### [Exercise requirements]
Can you give the passage on program deliverables again, starting with "These are the" and going on through "scheduled completion dates.", switching "module" to "component" each time it appears?

### [Page]
────────────────

These are the steps needed to design, implement and test a program "deliverable." A deliverable is a module, or part of a module, that implements specified functionality. The development steps needed to produce the deliverable have estimates of effort and scheduled completion dates.

Completion dates are more important than estimates. In other words, estimates are used to determine when a module should be complete. The overall project plan depends on tasks being finished on schedule. As a developer, you must keep your sub-system manager informed about anticipated changes in completion dates. By knowing that a completion date may not be met, project management may re-allocate resources or revise the schedule.

The Application Support Team consists of three roles: DB-Access (Jim Etheridge), User-Interface (Max Rahder), and Program Logic (Fredrik Pettersson). This team is involved in review steps 3 and 6. There may be cases where parts of your deliverable are re-assigned to the Application Support Team. (This will happen when some aspect of your deliverable should be implemented for re-use throughout the application.)

The "user" may be a IS supervisor or an end-user (although you should involve the end-user as much as time permits).

────────────────

### [Information provided]
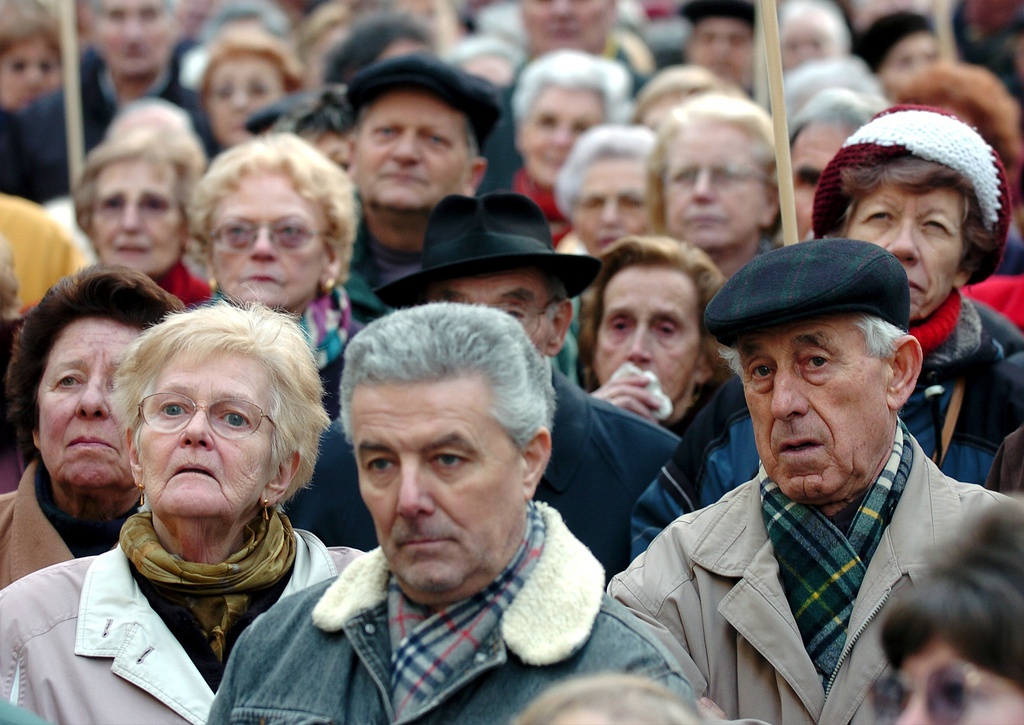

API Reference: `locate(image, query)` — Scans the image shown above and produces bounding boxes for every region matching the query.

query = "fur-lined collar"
[312,503,604,666]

────────────────

### [Result below]
These are the steps needed to design, implement and test a program "deliverable." A deliverable is a component, or part of a component, that implements specified functionality. The development steps needed to produce the deliverable have estimates of effort and scheduled completion dates.